--- GIVEN RECORDS Enclosed Below ---
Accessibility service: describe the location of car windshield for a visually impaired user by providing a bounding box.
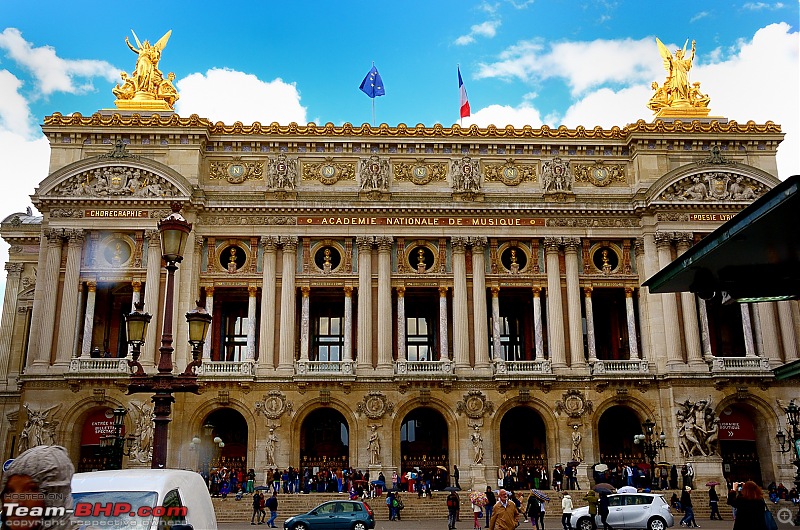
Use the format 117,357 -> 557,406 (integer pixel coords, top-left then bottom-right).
72,491 -> 158,530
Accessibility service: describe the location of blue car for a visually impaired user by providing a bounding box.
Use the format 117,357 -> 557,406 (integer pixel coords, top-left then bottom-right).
283,500 -> 375,530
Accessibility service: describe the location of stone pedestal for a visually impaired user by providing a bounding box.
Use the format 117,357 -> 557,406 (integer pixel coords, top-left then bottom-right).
470,463 -> 487,491
687,456 -> 725,489
577,463 -> 591,489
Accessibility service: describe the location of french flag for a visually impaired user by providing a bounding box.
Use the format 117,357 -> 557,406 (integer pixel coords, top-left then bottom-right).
458,67 -> 471,119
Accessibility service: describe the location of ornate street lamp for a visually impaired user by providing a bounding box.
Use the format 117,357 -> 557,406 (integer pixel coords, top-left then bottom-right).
776,400 -> 800,526
182,303 -> 212,375
125,301 -> 151,376
128,203 -> 202,469
634,418 -> 667,488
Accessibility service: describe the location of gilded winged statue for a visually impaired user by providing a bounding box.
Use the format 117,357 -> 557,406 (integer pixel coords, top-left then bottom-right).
113,30 -> 179,111
648,37 -> 710,117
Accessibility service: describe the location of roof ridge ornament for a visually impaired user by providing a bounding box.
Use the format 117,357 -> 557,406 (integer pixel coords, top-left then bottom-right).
99,139 -> 141,161
648,37 -> 711,119
113,29 -> 178,112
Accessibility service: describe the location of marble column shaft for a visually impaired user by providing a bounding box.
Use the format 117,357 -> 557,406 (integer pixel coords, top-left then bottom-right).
396,287 -> 406,362
741,304 -> 756,356
544,239 -> 567,368
439,287 -> 449,360
756,302 -> 782,363
491,287 -> 501,360
143,230 -> 162,366
278,237 -> 298,372
35,230 -> 64,367
655,233 -> 684,366
471,238 -> 490,369
584,288 -> 597,362
55,230 -> 84,365
344,287 -> 354,362
633,239 -> 653,360
376,237 -> 393,370
259,237 -> 278,369
624,288 -> 639,360
299,286 -> 310,361
697,298 -> 713,360
564,239 -> 585,367
81,282 -> 97,356
778,301 -> 799,361
246,286 -> 258,360
532,287 -> 544,361
25,230 -> 50,369
641,235 -> 666,366
0,263 -> 24,380
203,287 -> 215,360
356,237 -> 373,370
451,238 -> 470,369
676,237 -> 703,366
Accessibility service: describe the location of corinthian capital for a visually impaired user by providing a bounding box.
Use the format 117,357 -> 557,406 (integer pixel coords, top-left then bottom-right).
145,229 -> 161,247
673,232 -> 694,249
260,236 -> 278,251
654,232 -> 673,248
66,229 -> 85,245
543,237 -> 561,252
280,236 -> 299,252
470,237 -> 488,251
562,237 -> 581,251
451,237 -> 468,252
376,236 -> 394,251
356,236 -> 374,251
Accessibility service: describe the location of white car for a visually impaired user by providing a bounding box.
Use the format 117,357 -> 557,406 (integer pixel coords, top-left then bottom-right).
570,493 -> 674,530
71,469 -> 217,530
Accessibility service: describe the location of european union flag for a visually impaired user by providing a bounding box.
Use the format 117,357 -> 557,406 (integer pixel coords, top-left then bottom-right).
359,65 -> 385,98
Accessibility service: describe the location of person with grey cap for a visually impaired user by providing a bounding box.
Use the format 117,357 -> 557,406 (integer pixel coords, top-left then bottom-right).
1,445 -> 76,530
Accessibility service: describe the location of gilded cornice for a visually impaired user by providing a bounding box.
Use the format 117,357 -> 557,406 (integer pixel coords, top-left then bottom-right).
43,113 -> 782,138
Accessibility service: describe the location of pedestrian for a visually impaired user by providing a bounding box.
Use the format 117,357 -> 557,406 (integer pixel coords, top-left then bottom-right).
265,491 -> 278,527
489,489 -> 520,530
485,486 -> 496,528
561,492 -> 573,530
473,499 -> 484,529
679,486 -> 699,527
598,492 -> 613,530
727,482 -> 740,520
454,465 -> 461,489
247,468 -> 256,494
583,490 -> 598,530
708,485 -> 722,520
730,481 -> 768,530
251,491 -> 261,524
525,492 -> 541,528
0,445 -> 76,530
386,491 -> 396,521
538,497 -> 546,530
447,490 -> 460,530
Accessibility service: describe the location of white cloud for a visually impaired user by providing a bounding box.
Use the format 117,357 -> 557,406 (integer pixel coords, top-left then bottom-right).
465,102 -> 545,128
0,70 -> 34,136
742,2 -> 785,9
175,68 -> 307,125
0,28 -> 118,96
455,20 -> 501,46
690,11 -> 710,22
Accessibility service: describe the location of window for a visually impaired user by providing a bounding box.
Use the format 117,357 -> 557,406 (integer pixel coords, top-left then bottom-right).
490,316 -> 524,361
159,488 -> 188,529
314,316 -> 343,361
407,317 -> 434,361
221,310 -> 248,361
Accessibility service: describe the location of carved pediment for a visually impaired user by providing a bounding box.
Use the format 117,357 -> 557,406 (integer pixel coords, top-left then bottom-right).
50,166 -> 180,198
659,171 -> 767,202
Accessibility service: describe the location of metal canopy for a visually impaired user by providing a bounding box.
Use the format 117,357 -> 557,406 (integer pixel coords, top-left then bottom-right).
644,174 -> 800,302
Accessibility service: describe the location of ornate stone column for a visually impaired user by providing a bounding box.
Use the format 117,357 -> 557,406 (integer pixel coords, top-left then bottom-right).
675,234 -> 704,367
633,238 -> 653,360
396,287 -> 406,362
203,286 -> 215,361
439,286 -> 449,360
544,238 -> 567,369
376,236 -> 393,372
741,304 -> 757,357
624,288 -> 640,360
356,236 -> 374,371
246,285 -> 258,360
491,286 -> 501,360
697,298 -> 713,360
259,236 -> 278,371
277,237 -> 298,374
471,237 -> 490,370
584,287 -> 597,363
25,229 -> 50,370
299,286 -> 310,362
143,229 -> 162,366
81,281 -> 97,357
451,237 -> 470,370
563,238 -> 585,368
778,301 -> 799,361
55,229 -> 85,367
655,232 -> 684,367
0,263 -> 24,381
343,286 -> 354,362
756,302 -> 782,365
32,229 -> 64,370
532,286 -> 544,360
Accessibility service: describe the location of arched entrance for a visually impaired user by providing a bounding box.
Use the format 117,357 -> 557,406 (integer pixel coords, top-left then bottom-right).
400,408 -> 449,489
77,408 -> 126,472
598,406 -> 641,469
300,408 -> 349,470
719,405 -> 764,485
500,406 -> 548,488
201,408 -> 248,474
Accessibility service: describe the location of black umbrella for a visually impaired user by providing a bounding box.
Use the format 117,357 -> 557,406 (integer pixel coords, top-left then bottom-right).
594,483 -> 616,494
444,486 -> 460,492
254,486 -> 270,490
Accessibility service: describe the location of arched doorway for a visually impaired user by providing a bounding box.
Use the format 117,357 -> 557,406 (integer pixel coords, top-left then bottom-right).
77,408 -> 127,472
201,408 -> 248,475
500,406 -> 548,489
299,408 -> 349,471
719,405 -> 764,486
598,406 -> 641,469
400,408 -> 449,489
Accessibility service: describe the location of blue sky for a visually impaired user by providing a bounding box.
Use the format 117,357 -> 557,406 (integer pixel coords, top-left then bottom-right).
0,0 -> 798,302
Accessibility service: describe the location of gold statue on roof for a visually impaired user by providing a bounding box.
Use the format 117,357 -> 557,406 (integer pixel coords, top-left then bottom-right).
113,30 -> 179,112
648,37 -> 710,118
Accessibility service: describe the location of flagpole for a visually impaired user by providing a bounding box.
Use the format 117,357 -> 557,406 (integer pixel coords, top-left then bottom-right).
458,63 -> 462,127
372,61 -> 376,127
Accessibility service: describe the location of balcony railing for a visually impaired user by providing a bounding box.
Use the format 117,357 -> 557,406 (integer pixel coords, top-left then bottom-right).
395,359 -> 455,377
197,360 -> 256,379
493,359 -> 553,375
710,356 -> 771,373
295,360 -> 355,376
591,359 -> 649,375
68,357 -> 129,375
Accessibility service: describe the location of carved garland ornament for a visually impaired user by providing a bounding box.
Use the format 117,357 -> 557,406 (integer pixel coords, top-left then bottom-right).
209,157 -> 264,183
573,161 -> 625,187
483,159 -> 536,186
356,392 -> 395,420
255,391 -> 293,421
554,389 -> 593,418
302,158 -> 356,185
455,390 -> 495,419
394,160 -> 447,185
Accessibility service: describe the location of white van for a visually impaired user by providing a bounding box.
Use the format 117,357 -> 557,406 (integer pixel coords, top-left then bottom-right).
71,469 -> 217,530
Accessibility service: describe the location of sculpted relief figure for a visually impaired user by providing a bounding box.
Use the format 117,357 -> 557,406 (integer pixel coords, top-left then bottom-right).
541,157 -> 573,193
676,398 -> 718,458
267,154 -> 297,190
19,403 -> 61,453
128,400 -> 154,464
470,425 -> 484,464
115,30 -> 179,110
265,428 -> 278,466
368,424 -> 382,465
359,155 -> 389,192
649,37 -> 710,115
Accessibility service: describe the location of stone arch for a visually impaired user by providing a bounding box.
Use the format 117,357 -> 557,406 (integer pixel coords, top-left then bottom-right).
490,396 -> 560,472
592,397 -> 660,468
391,397 -> 460,466
184,398 -> 257,471
645,161 -> 779,204
290,399 -> 358,470
56,395 -> 130,469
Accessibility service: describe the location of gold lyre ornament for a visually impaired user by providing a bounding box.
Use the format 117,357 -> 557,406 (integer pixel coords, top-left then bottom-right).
647,37 -> 710,119
113,29 -> 179,112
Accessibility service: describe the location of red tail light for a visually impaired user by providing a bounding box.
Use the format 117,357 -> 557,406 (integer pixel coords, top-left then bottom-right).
363,502 -> 373,517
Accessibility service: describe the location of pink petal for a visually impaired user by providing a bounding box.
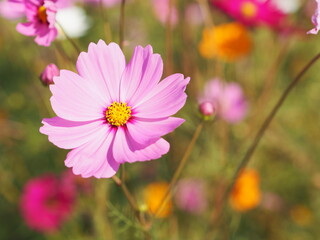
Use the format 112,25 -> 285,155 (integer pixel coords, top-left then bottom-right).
50,70 -> 107,121
119,45 -> 163,105
65,127 -> 119,178
112,127 -> 170,164
133,74 -> 190,118
126,117 -> 184,147
40,117 -> 108,149
35,27 -> 58,47
16,22 -> 37,36
76,40 -> 126,103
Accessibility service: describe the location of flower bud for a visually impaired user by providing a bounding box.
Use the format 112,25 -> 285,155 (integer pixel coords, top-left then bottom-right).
199,101 -> 215,117
39,64 -> 59,86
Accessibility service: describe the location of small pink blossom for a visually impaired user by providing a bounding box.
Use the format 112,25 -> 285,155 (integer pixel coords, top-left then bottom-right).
210,0 -> 286,29
16,0 -> 58,46
152,0 -> 178,27
200,78 -> 248,123
175,179 -> 207,214
40,40 -> 189,178
185,3 -> 204,26
20,174 -> 75,233
40,63 -> 59,85
307,0 -> 320,34
0,0 -> 24,19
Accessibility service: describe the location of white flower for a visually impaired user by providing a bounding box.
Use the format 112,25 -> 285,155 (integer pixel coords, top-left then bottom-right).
56,6 -> 91,39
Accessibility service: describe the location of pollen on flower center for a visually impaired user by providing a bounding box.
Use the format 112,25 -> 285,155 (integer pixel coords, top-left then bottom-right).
106,102 -> 131,126
37,6 -> 48,23
241,2 -> 257,18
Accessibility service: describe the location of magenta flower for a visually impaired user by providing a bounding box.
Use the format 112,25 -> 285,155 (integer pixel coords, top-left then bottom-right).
307,0 -> 320,34
40,63 -> 59,86
16,0 -> 57,46
175,179 -> 207,214
210,0 -> 286,29
20,174 -> 75,233
200,78 -> 248,123
40,40 -> 189,178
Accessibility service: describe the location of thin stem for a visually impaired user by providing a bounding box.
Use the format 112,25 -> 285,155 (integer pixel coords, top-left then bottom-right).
155,122 -> 204,217
119,0 -> 126,49
56,22 -> 81,55
112,175 -> 138,211
212,52 -> 320,232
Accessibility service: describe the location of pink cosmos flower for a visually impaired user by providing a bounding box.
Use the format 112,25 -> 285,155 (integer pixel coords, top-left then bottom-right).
0,0 -> 24,19
20,174 -> 75,233
40,40 -> 189,178
307,0 -> 320,34
200,78 -> 248,123
16,0 -> 58,46
175,179 -> 207,214
152,0 -> 178,27
210,0 -> 286,29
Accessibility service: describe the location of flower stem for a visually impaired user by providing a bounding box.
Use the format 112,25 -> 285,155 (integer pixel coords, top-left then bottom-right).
119,0 -> 126,49
112,175 -> 138,211
155,122 -> 204,217
212,52 -> 320,233
56,22 -> 81,55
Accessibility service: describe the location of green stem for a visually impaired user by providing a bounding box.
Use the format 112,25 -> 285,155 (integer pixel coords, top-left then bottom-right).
155,122 -> 204,217
56,22 -> 81,55
212,51 -> 320,233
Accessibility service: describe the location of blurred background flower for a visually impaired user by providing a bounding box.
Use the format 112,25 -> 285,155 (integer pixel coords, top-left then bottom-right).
174,179 -> 207,215
229,169 -> 261,212
20,173 -> 75,233
143,182 -> 172,218
199,22 -> 252,61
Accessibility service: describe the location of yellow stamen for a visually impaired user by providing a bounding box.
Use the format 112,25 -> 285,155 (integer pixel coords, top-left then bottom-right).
241,2 -> 257,18
106,102 -> 131,127
37,6 -> 48,23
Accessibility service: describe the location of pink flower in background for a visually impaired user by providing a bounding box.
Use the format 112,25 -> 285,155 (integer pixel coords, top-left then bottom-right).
40,40 -> 189,178
83,0 -> 121,7
200,78 -> 248,123
307,0 -> 320,34
0,0 -> 24,19
175,179 -> 207,214
20,174 -> 75,233
16,0 -> 58,46
185,3 -> 204,26
210,0 -> 286,29
152,0 -> 178,26
40,63 -> 59,86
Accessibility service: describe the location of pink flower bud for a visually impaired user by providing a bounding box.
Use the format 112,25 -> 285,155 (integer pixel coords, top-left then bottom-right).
40,64 -> 59,86
199,101 -> 215,116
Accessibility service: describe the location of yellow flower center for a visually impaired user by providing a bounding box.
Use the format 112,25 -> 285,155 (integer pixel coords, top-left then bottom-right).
106,102 -> 131,127
37,6 -> 48,23
241,1 -> 257,18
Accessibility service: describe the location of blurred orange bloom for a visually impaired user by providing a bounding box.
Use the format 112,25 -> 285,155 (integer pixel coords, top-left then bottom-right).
230,168 -> 261,211
198,22 -> 252,62
143,182 -> 172,218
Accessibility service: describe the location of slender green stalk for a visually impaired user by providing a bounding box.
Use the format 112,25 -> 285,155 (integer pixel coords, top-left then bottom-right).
211,52 -> 320,235
154,122 -> 204,217
119,0 -> 126,49
56,22 -> 81,55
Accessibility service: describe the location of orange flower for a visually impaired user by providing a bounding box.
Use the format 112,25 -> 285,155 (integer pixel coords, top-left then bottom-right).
198,22 -> 252,62
143,182 -> 172,218
230,169 -> 261,211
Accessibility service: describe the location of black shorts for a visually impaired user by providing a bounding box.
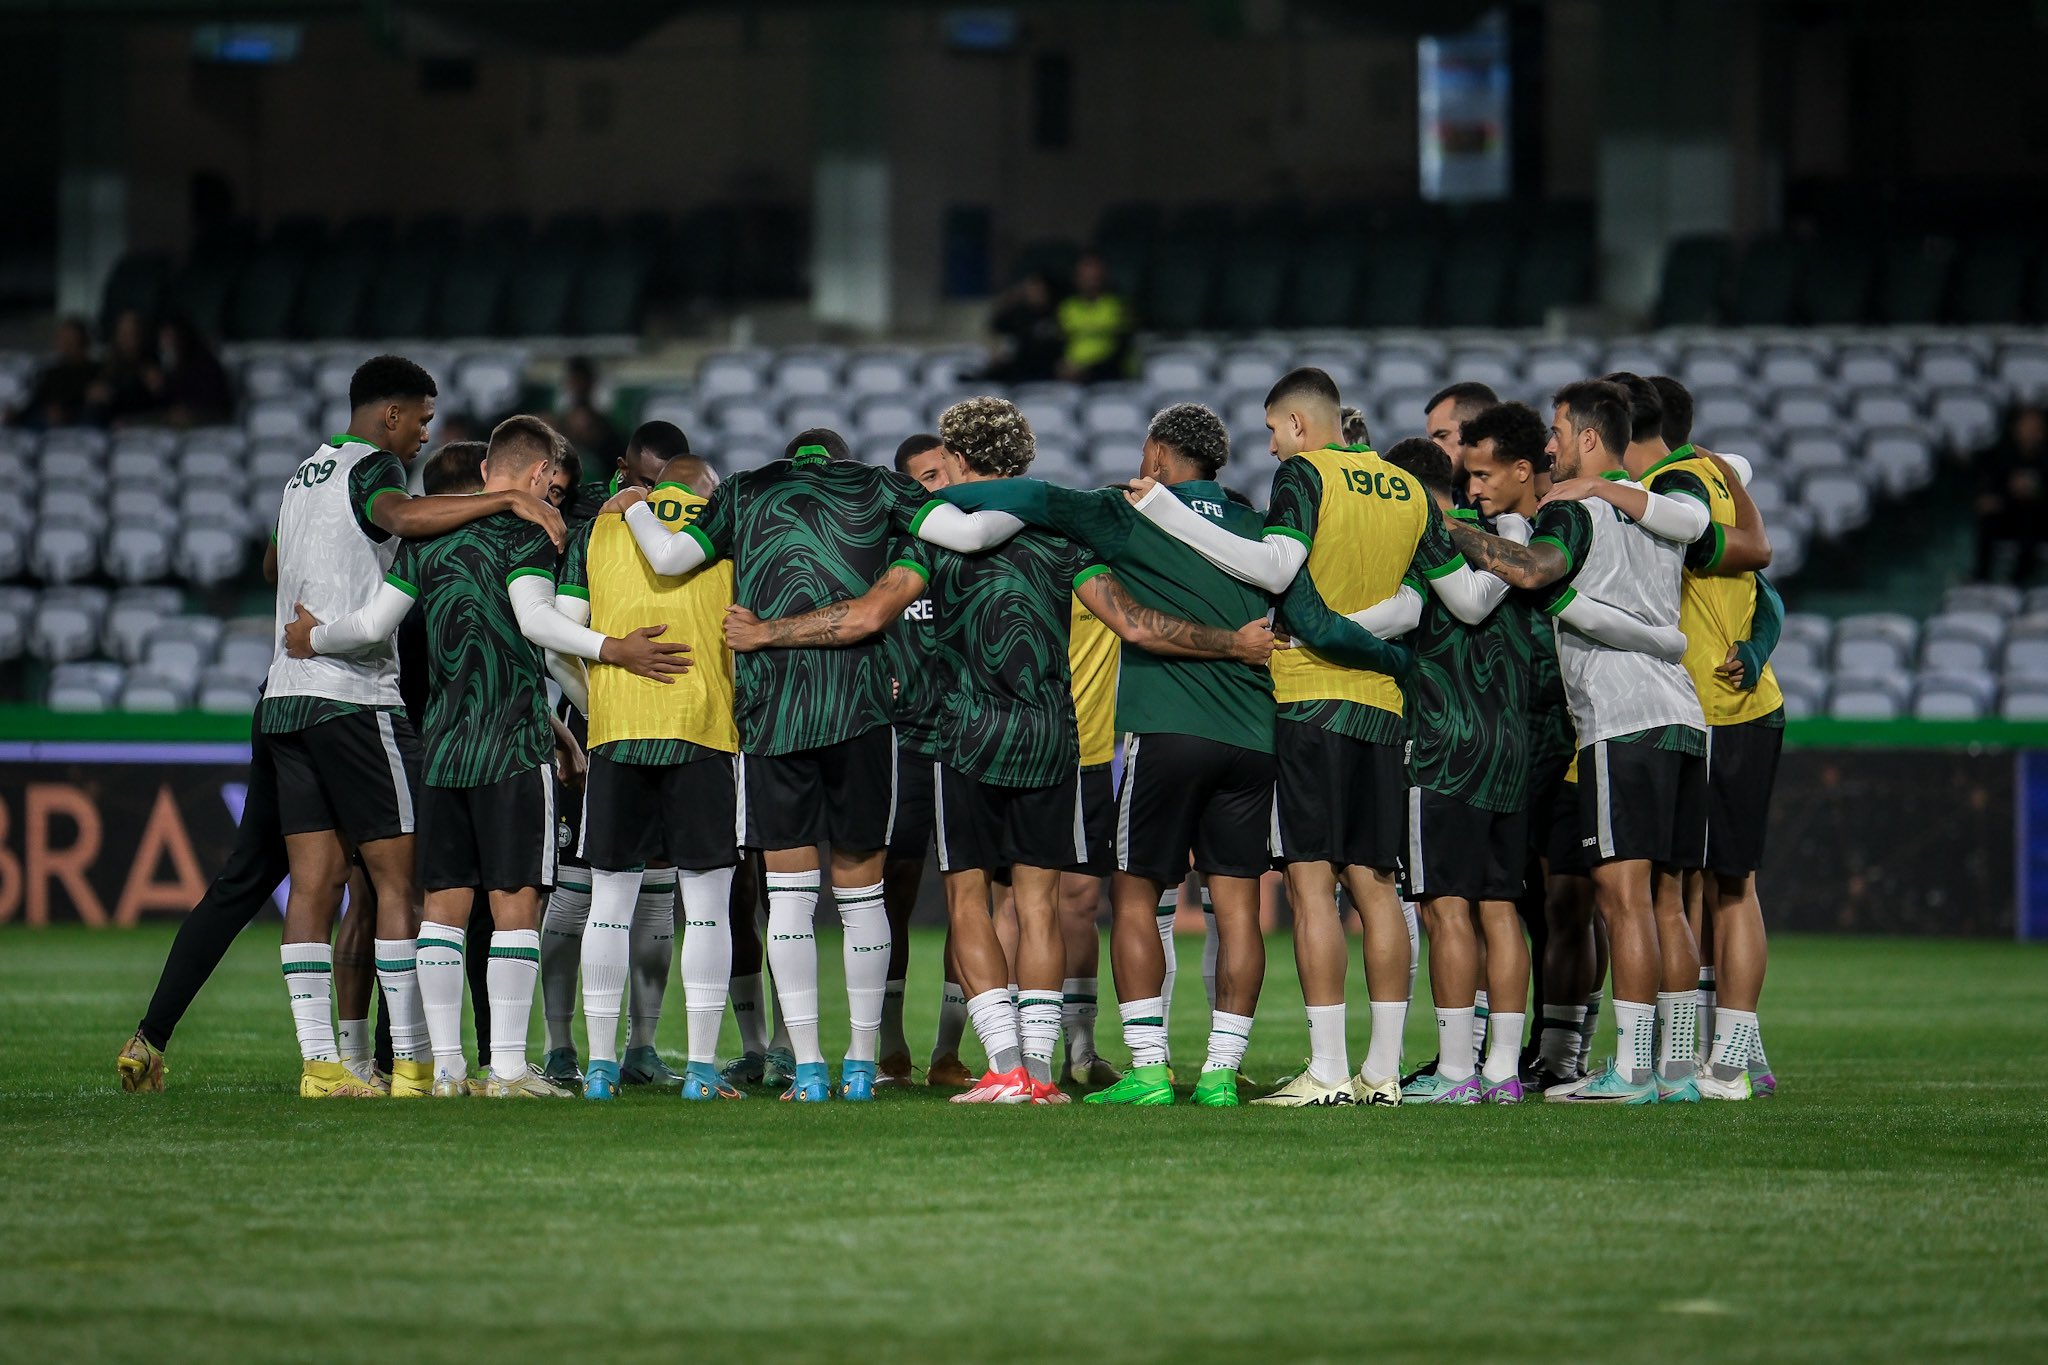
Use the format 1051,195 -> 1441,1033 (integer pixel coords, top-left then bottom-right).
1402,787 -> 1528,901
580,749 -> 740,873
887,746 -> 936,862
1533,776 -> 1590,877
271,709 -> 422,844
1270,720 -> 1405,872
1705,715 -> 1784,878
1115,732 -> 1276,885
934,763 -> 1086,873
418,766 -> 557,893
1066,764 -> 1117,877
737,727 -> 897,852
1577,737 -> 1708,869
--- End of Enclosed GIVEN RECORDS ---
• EXERCISE BRIEF: Send back an exact copy of only the lines from the line with "Accessibility service: describe the location of window" up to and including the line with "Accessibility service: describe the location of ornate stone" in the data above.

• RESULT BELOW:
Accessibility service: describe the location of window for a visually impaired user by providing a bounding box.
Use the format 117,357 -> 557,406 (integer pixel coords, top-left then bottom-right).
490,316 -> 524,361
159,488 -> 188,529
314,316 -> 343,361
407,317 -> 434,361
221,310 -> 248,361
Accessibility service: describe the location of carved pediment for a visually impaired user by providing a bounding box.
Use the format 117,357 -> 557,406 (integer pixel coords, top-left then bottom-right).
50,166 -> 180,198
659,171 -> 767,202
Accessibility service: describe the location of metal canopy for a visually impaired user by providing a bounding box.
Use the format 117,357 -> 557,406 (integer pixel coords, top-left then bottom-right).
644,174 -> 800,302
Accessibility service: describe the location of ornate stone column for a visually impaired user by providing a bounding box.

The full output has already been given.